Exercise requirements: How many lines in the items below contain the word "green"? Reply with the number alone.

[A run of records]

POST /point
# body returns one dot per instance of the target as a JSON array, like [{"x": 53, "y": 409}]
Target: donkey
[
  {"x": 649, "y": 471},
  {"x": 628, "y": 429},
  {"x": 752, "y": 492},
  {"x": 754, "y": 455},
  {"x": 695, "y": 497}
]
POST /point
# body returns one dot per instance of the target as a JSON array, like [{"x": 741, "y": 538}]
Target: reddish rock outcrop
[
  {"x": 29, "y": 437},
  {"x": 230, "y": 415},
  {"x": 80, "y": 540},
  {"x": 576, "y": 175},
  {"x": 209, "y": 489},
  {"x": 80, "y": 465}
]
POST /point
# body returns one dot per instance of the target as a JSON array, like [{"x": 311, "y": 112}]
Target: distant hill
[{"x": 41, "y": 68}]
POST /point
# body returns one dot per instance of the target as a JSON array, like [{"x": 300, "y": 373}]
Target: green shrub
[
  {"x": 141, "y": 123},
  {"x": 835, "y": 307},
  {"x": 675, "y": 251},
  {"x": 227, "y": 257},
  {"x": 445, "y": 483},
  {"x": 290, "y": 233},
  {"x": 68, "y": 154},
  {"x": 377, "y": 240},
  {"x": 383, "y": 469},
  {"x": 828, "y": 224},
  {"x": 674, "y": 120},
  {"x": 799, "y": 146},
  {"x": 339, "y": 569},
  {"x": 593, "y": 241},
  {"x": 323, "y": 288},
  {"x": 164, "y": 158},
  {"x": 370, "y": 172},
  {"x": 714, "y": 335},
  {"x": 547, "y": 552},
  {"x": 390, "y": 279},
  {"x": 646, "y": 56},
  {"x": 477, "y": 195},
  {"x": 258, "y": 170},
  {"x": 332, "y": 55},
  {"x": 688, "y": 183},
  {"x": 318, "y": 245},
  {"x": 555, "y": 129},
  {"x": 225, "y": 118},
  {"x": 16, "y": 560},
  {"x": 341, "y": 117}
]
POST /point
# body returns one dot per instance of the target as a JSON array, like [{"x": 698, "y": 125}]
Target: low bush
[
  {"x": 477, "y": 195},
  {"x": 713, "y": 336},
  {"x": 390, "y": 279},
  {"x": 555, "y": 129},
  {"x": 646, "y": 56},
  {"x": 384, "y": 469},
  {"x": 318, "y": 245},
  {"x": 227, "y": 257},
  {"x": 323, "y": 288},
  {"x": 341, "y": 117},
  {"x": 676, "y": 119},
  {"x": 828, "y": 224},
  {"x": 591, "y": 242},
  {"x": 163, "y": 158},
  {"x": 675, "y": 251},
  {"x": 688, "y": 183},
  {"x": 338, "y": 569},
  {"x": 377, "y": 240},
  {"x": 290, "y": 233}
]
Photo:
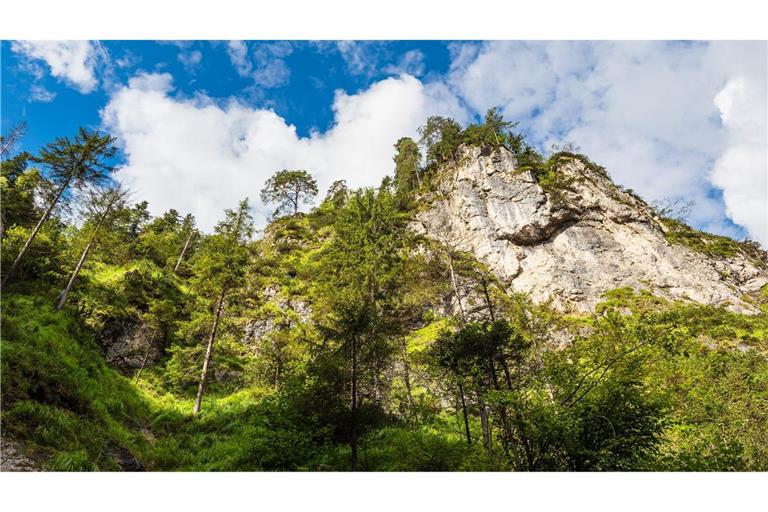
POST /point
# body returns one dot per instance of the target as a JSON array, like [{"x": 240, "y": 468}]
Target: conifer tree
[{"x": 82, "y": 161}]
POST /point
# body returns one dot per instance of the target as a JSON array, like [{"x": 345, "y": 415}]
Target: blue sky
[
  {"x": 203, "y": 123},
  {"x": 303, "y": 96}
]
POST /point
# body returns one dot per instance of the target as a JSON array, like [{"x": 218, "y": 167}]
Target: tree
[
  {"x": 440, "y": 137},
  {"x": 101, "y": 206},
  {"x": 8, "y": 142},
  {"x": 79, "y": 162},
  {"x": 218, "y": 270},
  {"x": 407, "y": 168},
  {"x": 189, "y": 228},
  {"x": 338, "y": 194},
  {"x": 288, "y": 189},
  {"x": 361, "y": 275}
]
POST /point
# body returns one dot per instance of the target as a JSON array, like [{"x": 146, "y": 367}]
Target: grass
[{"x": 59, "y": 395}]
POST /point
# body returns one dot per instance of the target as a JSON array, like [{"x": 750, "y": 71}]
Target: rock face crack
[{"x": 594, "y": 238}]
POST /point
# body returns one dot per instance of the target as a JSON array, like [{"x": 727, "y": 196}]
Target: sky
[{"x": 202, "y": 124}]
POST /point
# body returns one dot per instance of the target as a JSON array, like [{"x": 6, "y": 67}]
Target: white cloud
[
  {"x": 190, "y": 59},
  {"x": 200, "y": 157},
  {"x": 742, "y": 169},
  {"x": 644, "y": 110},
  {"x": 238, "y": 55},
  {"x": 267, "y": 68},
  {"x": 39, "y": 93},
  {"x": 74, "y": 62},
  {"x": 411, "y": 63}
]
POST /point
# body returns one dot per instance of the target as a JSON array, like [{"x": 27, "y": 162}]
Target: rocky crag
[{"x": 575, "y": 235}]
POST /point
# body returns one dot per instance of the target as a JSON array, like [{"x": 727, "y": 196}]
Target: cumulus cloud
[
  {"x": 39, "y": 93},
  {"x": 669, "y": 120},
  {"x": 190, "y": 59},
  {"x": 238, "y": 55},
  {"x": 411, "y": 63},
  {"x": 742, "y": 169},
  {"x": 264, "y": 62},
  {"x": 199, "y": 156},
  {"x": 74, "y": 62}
]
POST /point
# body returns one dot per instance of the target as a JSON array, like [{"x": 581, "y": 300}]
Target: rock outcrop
[
  {"x": 573, "y": 243},
  {"x": 135, "y": 346}
]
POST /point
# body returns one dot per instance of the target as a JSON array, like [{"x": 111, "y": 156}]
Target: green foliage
[
  {"x": 288, "y": 189},
  {"x": 717, "y": 246},
  {"x": 347, "y": 297},
  {"x": 407, "y": 170}
]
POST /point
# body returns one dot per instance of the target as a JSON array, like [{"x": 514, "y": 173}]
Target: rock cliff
[{"x": 572, "y": 240}]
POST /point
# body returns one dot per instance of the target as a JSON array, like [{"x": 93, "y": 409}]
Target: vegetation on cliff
[{"x": 342, "y": 340}]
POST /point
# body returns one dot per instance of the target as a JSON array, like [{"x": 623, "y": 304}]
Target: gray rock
[
  {"x": 571, "y": 249},
  {"x": 133, "y": 345}
]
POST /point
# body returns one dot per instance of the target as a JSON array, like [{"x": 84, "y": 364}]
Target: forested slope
[{"x": 347, "y": 339}]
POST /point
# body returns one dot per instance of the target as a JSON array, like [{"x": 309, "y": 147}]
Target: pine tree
[{"x": 78, "y": 162}]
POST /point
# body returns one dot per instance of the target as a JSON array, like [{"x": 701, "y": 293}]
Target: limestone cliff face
[{"x": 572, "y": 244}]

Answer to this problem: 2